= What is being asked =
Print out the records in full, keeping each word unchanged.

= Provided records =
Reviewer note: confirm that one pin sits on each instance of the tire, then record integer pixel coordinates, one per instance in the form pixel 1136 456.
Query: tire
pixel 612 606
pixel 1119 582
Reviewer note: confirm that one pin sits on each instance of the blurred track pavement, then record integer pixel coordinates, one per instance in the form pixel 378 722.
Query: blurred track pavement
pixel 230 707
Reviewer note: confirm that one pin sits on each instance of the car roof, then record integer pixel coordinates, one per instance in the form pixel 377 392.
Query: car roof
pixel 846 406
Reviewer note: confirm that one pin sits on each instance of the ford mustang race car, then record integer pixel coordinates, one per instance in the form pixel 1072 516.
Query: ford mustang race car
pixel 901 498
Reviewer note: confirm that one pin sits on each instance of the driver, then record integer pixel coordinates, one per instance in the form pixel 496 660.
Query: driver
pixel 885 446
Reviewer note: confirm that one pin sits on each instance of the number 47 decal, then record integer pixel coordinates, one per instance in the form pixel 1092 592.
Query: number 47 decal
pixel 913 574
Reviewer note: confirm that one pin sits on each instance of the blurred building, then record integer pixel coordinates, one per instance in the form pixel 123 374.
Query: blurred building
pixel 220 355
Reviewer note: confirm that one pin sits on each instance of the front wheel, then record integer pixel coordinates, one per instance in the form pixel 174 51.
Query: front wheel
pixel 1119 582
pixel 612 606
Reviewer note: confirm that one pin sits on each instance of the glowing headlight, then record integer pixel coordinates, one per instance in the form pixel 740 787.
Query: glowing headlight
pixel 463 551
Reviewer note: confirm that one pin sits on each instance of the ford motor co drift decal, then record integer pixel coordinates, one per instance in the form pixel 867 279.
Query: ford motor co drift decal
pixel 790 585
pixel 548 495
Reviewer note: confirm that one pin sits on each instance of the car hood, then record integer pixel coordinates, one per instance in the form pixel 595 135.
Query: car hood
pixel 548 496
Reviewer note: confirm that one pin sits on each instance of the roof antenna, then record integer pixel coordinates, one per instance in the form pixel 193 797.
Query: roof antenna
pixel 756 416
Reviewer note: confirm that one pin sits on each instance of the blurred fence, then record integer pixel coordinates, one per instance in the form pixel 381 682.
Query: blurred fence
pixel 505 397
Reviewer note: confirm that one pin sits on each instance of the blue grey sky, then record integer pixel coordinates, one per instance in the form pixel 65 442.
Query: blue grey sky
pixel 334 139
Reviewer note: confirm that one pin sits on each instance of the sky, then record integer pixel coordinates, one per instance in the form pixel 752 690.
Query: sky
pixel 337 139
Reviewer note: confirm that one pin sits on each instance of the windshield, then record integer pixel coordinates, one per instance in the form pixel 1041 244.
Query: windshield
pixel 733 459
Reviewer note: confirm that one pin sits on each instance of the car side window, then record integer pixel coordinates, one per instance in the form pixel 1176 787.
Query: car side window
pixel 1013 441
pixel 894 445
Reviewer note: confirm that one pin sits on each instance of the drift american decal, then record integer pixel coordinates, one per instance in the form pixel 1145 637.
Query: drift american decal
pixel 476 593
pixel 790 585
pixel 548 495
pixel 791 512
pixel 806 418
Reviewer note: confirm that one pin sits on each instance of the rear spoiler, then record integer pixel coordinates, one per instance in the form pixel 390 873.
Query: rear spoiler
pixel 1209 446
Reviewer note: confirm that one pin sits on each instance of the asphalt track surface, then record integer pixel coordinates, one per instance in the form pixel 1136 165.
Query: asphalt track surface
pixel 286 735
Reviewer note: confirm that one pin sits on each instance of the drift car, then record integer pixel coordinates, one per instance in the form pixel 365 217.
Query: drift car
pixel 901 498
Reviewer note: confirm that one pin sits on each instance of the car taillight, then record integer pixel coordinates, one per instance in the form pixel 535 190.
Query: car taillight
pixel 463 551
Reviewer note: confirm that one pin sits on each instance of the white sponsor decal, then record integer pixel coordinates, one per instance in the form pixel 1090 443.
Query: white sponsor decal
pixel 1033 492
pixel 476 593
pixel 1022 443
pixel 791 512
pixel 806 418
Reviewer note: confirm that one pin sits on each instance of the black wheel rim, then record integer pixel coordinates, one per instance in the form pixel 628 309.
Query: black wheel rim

= Exercise solution =
Reviewer note: confirm that one pin sits on each instance of the tire, then record integer pixel coordinates, one per instance in the form pixel 1136 456.
Query: tire
pixel 612 606
pixel 1119 582
Reviewer note: confirm that one pin sits on each instance of the blurred track pavement, then record integer pixel coordinates, one per instance in the form pixel 378 722.
Query: blurred track pavement
pixel 230 707
Reviewer note: confirm that one pin sits on each instance of the car roof, then record integer pixel coordinates, one per instance in the form pixel 377 392.
Query: car roof
pixel 846 406
Reviewer note: confirm that one pin sits on each instance of the ford mustang race car, then record integer pixel coordinates, one per instance in the form pixel 1072 516.
Query: ford mustang race car
pixel 901 498
Reviewer note: confirm that one pin sits on each instance of the driver, then record integer pixel coordinates, one per instance in the form pixel 496 660.
Query: driver
pixel 885 446
Reviewer note: confirm that one pin sits on each instance of the number 47 decal, then record integer pixel coordinates, one per instance in the form pixel 1092 592.
Query: number 47 decal
pixel 913 574
Reviewer note: confirm that one pin sits on each instance of the blurred building, then record integer pixel coordinates, one per instance in the form pixel 123 374.
Query: blurred building
pixel 220 355
Reviewer note: confirm that one pin sits on each instance of the front wheel, then record integer pixel coordinates, one per instance in the form pixel 174 51.
Query: front wheel
pixel 1119 582
pixel 612 606
Reviewer note: confirm that one pin sits on each instance of the glowing headlight, then record integer pixel coordinates, one per instance in the form pixel 740 787.
Query: glowing headlight
pixel 463 551
Reviewer note: confirm that one pin sits on each instance of the ford motor co drift decal, then record integer pixel coordinates, one per instance in the form pixel 867 279.
Query: ford motor co drift decal
pixel 790 585
pixel 548 495
Reviewer note: confirm that one pin sits on each instance of the car hood, then record integer pixel coordinates, one per instance in the form pixel 595 135.
Query: car hood
pixel 548 496
Reviewer note: confirm that one pin sits on each instance of the roof antenna, then record integer pixel coordinates, one per instance in the form pixel 193 797.
Query: roof antenna
pixel 756 416
Reviewer note: confirm that one pin sits on each instance of the blurred fence, then record integer pixel coordinates, one per instance in the form pixel 381 682.
Query: blurred fence
pixel 505 397
Reviewer note: confirm that one pin sits on each instance of the blue grey sky, then record integer pixel coordinates, one per instance in the form pixel 65 442.
Query: blue grey sky
pixel 334 139
Reviewer note: confirm that one pin sits on each instance of the sky, then record integer pixel coordinates, one per instance in the form pixel 752 690.
Query: sky
pixel 337 139
Reviewer note: confirm that one pin sits on each instance of the windshield, then record integer pixel coordinates, one per instance in the form pixel 1041 244.
Query: windshield
pixel 733 459
Reviewer note: confirm that one pin sits on each instance of the car side window, then record integer pixel coordinates, one per instance in the form pixel 1176 787.
Query: car side window
pixel 1013 441
pixel 894 445
Reviewer note: confirm that one pin sits on each instance of the drift american decal, then record integer pixel coordinates, one per instance in the form pixel 1145 637.
Query: drift american decal
pixel 476 593
pixel 790 585
pixel 548 495
pixel 791 512
pixel 806 418
Reviewer note: confirm that one pin sits on each instance of the rear spoiler, then record integer pixel coordinates, one per instance in the form pixel 390 873.
Query: rear spoiler
pixel 1209 446
Reviewer note: confirm that one pin sits on each instance of the asphalt track surface, then record integer pixel coordinates, one per instance in the form pixel 1136 165.
Query: asphalt track surface
pixel 286 735
Reviewer note: confirm that one pin sits on each instance of the drift car, then record integer pixel coordinates, one per instance in the form pixel 365 217.
Query: drift car
pixel 901 498
Reviewer note: confirm that one pin sits on each instance of the car taillight, then record integer pixel coordinates, one per instance in the form pixel 535 190.
Query: car taillight
pixel 463 551
Reviewer note: confirm that one pin sits on each instance of the white sponsor decal, then record integer pixel coordinates, one per instance in the form pixel 1090 443.
Query: white sponsor decal
pixel 1033 492
pixel 476 593
pixel 1022 443
pixel 791 512
pixel 806 418
Reviewer note: confirm that one pin sits on each instance of the black wheel rim, then record integer pixel coordinates, one per instance in the form pixel 628 309.
Query: black wheel rim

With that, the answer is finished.